-- BEGIN --

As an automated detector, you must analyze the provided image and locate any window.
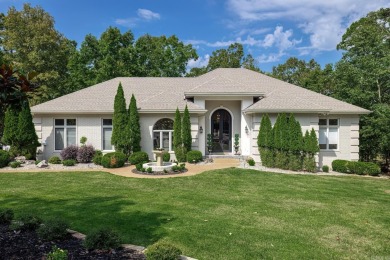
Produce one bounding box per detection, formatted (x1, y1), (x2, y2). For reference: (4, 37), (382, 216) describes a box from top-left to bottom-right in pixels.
(102, 119), (113, 151)
(54, 119), (76, 151)
(153, 118), (173, 151)
(318, 119), (339, 150)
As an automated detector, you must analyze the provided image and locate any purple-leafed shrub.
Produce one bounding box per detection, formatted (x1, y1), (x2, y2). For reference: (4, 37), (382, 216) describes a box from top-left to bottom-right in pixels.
(60, 145), (79, 160)
(77, 145), (95, 163)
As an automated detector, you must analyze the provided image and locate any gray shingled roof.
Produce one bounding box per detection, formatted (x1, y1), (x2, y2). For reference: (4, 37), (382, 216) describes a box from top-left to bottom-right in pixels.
(31, 68), (369, 114)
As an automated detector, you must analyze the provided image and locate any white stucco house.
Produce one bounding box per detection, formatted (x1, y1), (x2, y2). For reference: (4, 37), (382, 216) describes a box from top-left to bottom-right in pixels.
(31, 68), (370, 166)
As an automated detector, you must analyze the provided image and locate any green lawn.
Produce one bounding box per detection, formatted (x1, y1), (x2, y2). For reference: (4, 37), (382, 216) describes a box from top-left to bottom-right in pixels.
(0, 168), (390, 259)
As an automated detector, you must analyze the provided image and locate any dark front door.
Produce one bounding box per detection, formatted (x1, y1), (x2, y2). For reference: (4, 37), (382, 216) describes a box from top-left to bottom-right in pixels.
(211, 109), (232, 153)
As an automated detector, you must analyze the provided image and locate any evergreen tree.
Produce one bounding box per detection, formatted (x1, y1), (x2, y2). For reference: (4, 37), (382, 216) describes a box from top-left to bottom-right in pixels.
(129, 95), (141, 153)
(17, 102), (40, 159)
(111, 83), (128, 152)
(182, 105), (192, 152)
(173, 108), (183, 148)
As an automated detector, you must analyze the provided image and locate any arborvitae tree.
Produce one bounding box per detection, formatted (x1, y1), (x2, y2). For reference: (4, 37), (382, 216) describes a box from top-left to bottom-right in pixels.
(129, 95), (141, 153)
(173, 108), (183, 150)
(111, 83), (128, 153)
(181, 105), (192, 152)
(17, 102), (40, 159)
(1, 106), (20, 151)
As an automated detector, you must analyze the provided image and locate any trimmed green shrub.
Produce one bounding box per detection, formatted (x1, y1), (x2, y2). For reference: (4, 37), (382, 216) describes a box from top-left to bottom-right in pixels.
(145, 242), (182, 260)
(102, 152), (126, 168)
(322, 165), (329, 172)
(187, 150), (203, 163)
(0, 150), (10, 168)
(0, 209), (14, 224)
(129, 152), (149, 165)
(77, 145), (95, 163)
(60, 145), (79, 161)
(175, 146), (187, 162)
(62, 159), (76, 166)
(84, 229), (121, 250)
(49, 156), (61, 164)
(9, 161), (21, 168)
(332, 160), (348, 173)
(37, 219), (68, 240)
(163, 152), (171, 162)
(47, 246), (68, 260)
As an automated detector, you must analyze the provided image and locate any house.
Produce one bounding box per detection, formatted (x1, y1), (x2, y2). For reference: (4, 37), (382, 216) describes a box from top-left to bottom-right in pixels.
(32, 68), (370, 166)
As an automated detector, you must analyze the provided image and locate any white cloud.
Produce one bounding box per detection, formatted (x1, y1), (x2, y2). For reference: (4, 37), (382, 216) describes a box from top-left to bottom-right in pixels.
(137, 9), (160, 20)
(227, 0), (390, 50)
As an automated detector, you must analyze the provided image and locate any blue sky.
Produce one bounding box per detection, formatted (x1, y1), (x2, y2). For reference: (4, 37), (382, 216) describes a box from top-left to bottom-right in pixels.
(0, 0), (390, 71)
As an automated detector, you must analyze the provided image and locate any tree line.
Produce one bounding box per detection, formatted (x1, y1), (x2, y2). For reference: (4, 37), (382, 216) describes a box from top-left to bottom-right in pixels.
(0, 4), (390, 164)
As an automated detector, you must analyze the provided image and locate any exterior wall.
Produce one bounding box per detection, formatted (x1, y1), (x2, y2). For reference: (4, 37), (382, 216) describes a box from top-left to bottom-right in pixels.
(251, 114), (359, 167)
(33, 113), (199, 160)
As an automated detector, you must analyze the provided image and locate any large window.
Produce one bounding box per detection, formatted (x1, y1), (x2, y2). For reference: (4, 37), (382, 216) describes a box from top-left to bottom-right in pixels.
(318, 119), (339, 150)
(153, 118), (173, 151)
(54, 119), (76, 151)
(102, 119), (113, 151)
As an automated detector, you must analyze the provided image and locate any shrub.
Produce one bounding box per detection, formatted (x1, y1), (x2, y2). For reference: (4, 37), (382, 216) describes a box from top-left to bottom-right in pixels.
(84, 229), (121, 250)
(92, 150), (103, 165)
(0, 209), (14, 224)
(102, 152), (126, 168)
(187, 151), (203, 163)
(13, 213), (42, 231)
(163, 152), (171, 162)
(49, 156), (61, 164)
(37, 219), (68, 240)
(60, 145), (79, 160)
(47, 246), (68, 260)
(322, 165), (329, 172)
(129, 152), (149, 164)
(246, 158), (256, 166)
(9, 161), (21, 168)
(175, 146), (187, 162)
(62, 159), (76, 166)
(145, 242), (182, 260)
(77, 145), (95, 163)
(0, 150), (10, 168)
(332, 160), (348, 173)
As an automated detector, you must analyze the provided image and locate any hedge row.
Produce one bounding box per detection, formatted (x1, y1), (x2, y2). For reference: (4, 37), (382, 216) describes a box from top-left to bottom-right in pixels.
(332, 160), (381, 176)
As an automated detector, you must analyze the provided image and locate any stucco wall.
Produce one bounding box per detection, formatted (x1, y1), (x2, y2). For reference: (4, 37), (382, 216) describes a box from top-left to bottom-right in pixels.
(251, 114), (359, 167)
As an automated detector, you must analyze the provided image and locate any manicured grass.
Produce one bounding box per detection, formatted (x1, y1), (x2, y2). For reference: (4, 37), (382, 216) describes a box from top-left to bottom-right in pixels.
(0, 168), (390, 259)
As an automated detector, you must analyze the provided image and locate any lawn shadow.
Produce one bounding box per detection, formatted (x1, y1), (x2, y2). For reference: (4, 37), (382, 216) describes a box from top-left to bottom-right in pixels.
(1, 196), (173, 246)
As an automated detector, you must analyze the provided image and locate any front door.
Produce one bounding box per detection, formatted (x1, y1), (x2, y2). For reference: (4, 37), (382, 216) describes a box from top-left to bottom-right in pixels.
(211, 109), (232, 153)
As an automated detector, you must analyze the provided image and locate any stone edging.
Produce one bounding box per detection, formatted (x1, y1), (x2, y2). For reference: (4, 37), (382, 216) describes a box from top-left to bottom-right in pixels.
(66, 229), (197, 260)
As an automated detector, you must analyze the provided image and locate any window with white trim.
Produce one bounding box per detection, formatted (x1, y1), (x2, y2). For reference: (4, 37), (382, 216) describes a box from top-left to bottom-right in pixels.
(54, 119), (77, 151)
(153, 118), (173, 151)
(318, 118), (339, 150)
(102, 119), (113, 151)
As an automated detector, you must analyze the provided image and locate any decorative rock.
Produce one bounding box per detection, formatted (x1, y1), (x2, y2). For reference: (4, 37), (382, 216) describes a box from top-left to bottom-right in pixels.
(37, 160), (49, 168)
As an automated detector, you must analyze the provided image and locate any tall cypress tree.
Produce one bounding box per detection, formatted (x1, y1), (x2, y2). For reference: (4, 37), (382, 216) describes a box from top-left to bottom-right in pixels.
(17, 101), (40, 159)
(129, 94), (141, 153)
(111, 83), (128, 152)
(181, 105), (192, 152)
(173, 108), (183, 150)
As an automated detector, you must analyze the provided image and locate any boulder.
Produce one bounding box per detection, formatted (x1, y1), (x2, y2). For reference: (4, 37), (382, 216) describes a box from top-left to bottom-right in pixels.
(37, 160), (49, 168)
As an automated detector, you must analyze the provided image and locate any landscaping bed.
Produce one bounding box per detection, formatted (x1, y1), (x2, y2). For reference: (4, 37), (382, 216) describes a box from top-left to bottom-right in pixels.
(0, 225), (145, 259)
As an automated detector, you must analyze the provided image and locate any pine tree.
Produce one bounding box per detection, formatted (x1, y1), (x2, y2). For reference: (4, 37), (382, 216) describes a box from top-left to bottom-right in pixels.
(181, 105), (192, 152)
(129, 95), (141, 153)
(111, 83), (129, 152)
(17, 102), (40, 159)
(173, 108), (183, 149)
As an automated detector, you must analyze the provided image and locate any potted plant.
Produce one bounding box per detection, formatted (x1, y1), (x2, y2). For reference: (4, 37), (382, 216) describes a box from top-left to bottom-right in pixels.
(234, 134), (240, 154)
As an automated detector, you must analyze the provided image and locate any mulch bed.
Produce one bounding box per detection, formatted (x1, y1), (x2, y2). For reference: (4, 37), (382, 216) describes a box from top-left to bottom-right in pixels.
(0, 225), (145, 260)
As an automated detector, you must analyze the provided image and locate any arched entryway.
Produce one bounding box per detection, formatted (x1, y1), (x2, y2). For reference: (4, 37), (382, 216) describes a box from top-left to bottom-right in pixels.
(210, 109), (232, 153)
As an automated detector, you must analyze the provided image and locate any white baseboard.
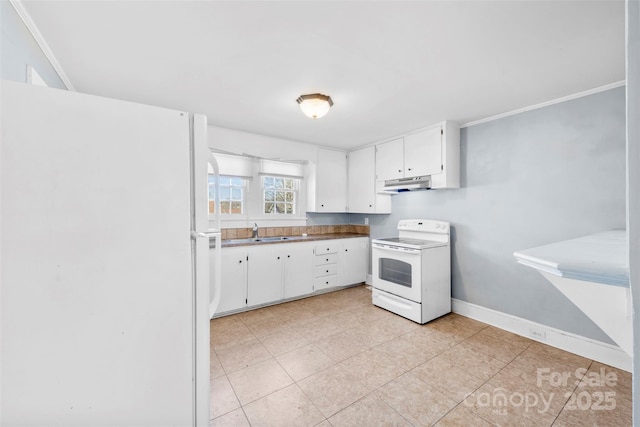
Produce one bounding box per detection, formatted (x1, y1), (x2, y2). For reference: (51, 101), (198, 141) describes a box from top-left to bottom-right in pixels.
(451, 298), (632, 372)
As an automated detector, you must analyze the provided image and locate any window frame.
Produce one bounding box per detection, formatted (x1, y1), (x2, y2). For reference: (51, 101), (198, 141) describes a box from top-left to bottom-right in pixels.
(260, 174), (301, 219)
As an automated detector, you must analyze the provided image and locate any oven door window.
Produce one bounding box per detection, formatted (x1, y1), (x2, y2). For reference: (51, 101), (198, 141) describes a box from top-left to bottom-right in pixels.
(378, 258), (411, 288)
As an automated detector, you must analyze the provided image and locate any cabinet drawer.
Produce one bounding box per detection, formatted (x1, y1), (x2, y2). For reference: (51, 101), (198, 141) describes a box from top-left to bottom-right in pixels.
(314, 242), (338, 255)
(313, 274), (338, 291)
(314, 264), (338, 277)
(313, 254), (338, 265)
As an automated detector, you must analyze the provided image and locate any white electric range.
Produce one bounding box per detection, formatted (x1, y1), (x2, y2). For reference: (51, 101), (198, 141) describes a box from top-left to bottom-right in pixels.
(371, 219), (451, 324)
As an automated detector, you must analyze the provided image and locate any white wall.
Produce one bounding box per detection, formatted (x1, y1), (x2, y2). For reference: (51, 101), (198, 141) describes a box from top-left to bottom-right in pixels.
(0, 0), (66, 89)
(626, 0), (640, 426)
(208, 126), (318, 161)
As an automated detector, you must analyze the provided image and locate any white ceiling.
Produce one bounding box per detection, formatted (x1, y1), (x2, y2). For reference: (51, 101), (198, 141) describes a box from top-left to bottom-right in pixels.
(23, 0), (625, 148)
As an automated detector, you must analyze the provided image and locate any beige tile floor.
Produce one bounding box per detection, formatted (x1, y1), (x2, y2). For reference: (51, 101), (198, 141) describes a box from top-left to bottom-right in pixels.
(211, 286), (632, 427)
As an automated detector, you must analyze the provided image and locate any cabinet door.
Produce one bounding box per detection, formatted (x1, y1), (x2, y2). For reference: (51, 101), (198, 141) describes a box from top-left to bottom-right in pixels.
(376, 138), (404, 181)
(404, 126), (442, 177)
(338, 237), (369, 286)
(215, 248), (247, 313)
(247, 245), (283, 306)
(281, 243), (314, 298)
(315, 148), (347, 212)
(349, 146), (376, 213)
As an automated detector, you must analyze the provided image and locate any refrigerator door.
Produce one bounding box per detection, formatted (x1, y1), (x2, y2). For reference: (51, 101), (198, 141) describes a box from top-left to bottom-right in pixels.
(0, 81), (209, 426)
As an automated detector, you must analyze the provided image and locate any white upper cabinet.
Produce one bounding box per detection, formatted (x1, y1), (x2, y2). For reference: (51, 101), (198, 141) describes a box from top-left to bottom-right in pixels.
(376, 138), (404, 181)
(348, 146), (391, 213)
(376, 122), (460, 189)
(404, 126), (443, 177)
(307, 148), (347, 212)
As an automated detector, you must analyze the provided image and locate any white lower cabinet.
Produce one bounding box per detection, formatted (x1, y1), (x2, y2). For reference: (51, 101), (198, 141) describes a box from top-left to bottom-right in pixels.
(280, 242), (314, 299)
(218, 246), (248, 313)
(338, 237), (369, 286)
(247, 245), (284, 306)
(217, 237), (369, 314)
(313, 240), (339, 291)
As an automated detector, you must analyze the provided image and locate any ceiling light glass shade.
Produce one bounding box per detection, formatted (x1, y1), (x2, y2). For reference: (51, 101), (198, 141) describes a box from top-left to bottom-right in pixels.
(296, 93), (333, 119)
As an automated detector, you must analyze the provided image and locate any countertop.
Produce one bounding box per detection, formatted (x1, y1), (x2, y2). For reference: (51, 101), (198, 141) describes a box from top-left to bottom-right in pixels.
(215, 233), (369, 248)
(514, 230), (629, 287)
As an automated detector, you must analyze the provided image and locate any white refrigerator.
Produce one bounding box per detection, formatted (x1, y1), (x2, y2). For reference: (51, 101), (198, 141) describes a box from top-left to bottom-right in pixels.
(0, 81), (219, 427)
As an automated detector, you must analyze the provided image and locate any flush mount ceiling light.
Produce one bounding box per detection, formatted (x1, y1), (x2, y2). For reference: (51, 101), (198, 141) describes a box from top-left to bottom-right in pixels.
(296, 93), (333, 119)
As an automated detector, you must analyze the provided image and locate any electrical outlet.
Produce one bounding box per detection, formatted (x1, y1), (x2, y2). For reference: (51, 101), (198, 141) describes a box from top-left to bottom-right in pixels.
(529, 328), (547, 341)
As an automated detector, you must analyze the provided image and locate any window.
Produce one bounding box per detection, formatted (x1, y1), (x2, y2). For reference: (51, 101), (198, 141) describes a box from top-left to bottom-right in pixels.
(209, 175), (245, 215)
(262, 176), (298, 215)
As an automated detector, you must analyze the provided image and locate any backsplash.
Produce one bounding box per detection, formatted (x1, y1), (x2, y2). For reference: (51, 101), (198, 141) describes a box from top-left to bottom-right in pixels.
(222, 224), (369, 240)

-- END --

Given exercise:
Set out the lines of the records as a Markdown table with the columns Row and Line, numbering each row and leaving out blank lines. Start at the line that contains "any white cloud." and stop after the line that contains "(0, 4), (390, 164)", including both of those lines and nothing beyond them.

Finished task:
| Row | Line |
|---|---|
| 1 | As an automated detector, you must analyze the provided image and locate any white cloud. |
| 2 | Produce one bounding box per detection, formatted (x1, y1), (x2, y2). For reference: (4, 37), (382, 216) describes a box from top-left to bottom-right in pixels. |
| 3 | (137, 9), (160, 20) |
| 4 | (227, 0), (390, 50) |
| 5 | As an automated detector, you must analyze the provided image and locate any blue sky. |
| 6 | Produce one bounding box per detection, formatted (x1, y1), (x2, y2). For reference: (4, 37), (382, 216) describes a box from top-left to bottom-right in pixels. |
| 7 | (0, 0), (390, 71) |
| 8 | As an automated detector, you must analyze the provided image and locate any tree line. |
| 9 | Produce one bounding box per detection, formatted (x1, y1), (x2, y2). For reference: (4, 37), (382, 216) describes a box from top-left to bottom-right in pixels. |
| 10 | (0, 4), (390, 164) |